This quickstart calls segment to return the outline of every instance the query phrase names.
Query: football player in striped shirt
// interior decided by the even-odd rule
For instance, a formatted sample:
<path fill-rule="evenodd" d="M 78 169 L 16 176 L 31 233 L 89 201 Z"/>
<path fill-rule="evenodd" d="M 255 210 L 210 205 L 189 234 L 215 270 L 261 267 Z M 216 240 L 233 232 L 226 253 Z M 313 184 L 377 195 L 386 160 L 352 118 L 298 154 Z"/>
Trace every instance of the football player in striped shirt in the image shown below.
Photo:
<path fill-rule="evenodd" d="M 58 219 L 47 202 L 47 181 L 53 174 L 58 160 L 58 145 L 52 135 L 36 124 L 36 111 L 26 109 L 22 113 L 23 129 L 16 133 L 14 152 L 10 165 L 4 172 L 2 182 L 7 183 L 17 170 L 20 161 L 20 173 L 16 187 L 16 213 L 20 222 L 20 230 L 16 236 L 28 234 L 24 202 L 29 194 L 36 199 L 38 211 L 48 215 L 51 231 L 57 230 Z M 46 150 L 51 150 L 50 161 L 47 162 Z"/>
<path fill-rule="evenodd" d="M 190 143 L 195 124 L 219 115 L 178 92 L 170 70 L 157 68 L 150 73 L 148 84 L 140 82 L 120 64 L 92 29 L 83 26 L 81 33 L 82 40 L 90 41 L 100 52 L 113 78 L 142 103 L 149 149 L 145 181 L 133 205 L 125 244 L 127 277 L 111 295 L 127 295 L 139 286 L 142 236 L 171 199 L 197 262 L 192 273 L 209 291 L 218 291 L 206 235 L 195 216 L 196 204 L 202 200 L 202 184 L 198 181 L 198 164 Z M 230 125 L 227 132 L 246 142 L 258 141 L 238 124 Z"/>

TASK PROMPT » Recast every line of the items above as a Markdown table with two columns, Row and Line. Number the rows in order and leave out any blank lines.

TASK OUTPUT »
| Row | Line |
|---|---|
| 1 | This quickstart calls segment to return the outline of every instance the query phrase names. |
| 2 | Query: football player in striped shirt |
| 3 | // interior decided by the even-odd rule |
| 4 | For instance, a formatted sample: |
| 5 | <path fill-rule="evenodd" d="M 78 169 L 16 176 L 31 233 L 89 201 Z"/> |
| 6 | <path fill-rule="evenodd" d="M 255 210 L 210 205 L 189 234 L 215 270 L 261 267 Z M 216 240 L 233 232 L 226 253 Z M 313 184 L 377 195 L 386 160 L 352 118 L 298 154 Z"/> |
| 7 | Trace every instance of the football player in striped shirt in the image shown below. |
| 8 | Photo: |
| 9 | <path fill-rule="evenodd" d="M 58 219 L 47 202 L 47 181 L 53 174 L 58 160 L 58 145 L 52 135 L 36 124 L 36 111 L 26 109 L 22 113 L 23 129 L 16 133 L 14 152 L 10 165 L 4 172 L 2 182 L 7 183 L 17 170 L 20 161 L 20 173 L 16 187 L 16 213 L 20 222 L 20 230 L 16 236 L 28 234 L 24 202 L 29 194 L 36 199 L 38 211 L 48 215 L 51 231 L 57 230 Z M 46 150 L 51 150 L 50 161 L 47 162 Z"/> |
| 10 | <path fill-rule="evenodd" d="M 190 143 L 195 124 L 219 115 L 178 92 L 170 70 L 157 68 L 150 73 L 148 84 L 140 82 L 120 64 L 92 29 L 83 26 L 81 33 L 82 40 L 90 41 L 100 52 L 113 78 L 142 103 L 149 149 L 145 181 L 133 205 L 125 244 L 127 277 L 111 295 L 127 295 L 139 286 L 142 236 L 171 199 L 197 262 L 192 273 L 209 291 L 218 291 L 206 235 L 195 216 L 196 204 L 202 200 L 202 184 L 198 181 L 198 164 Z M 230 125 L 227 132 L 246 142 L 258 141 L 238 124 Z"/> |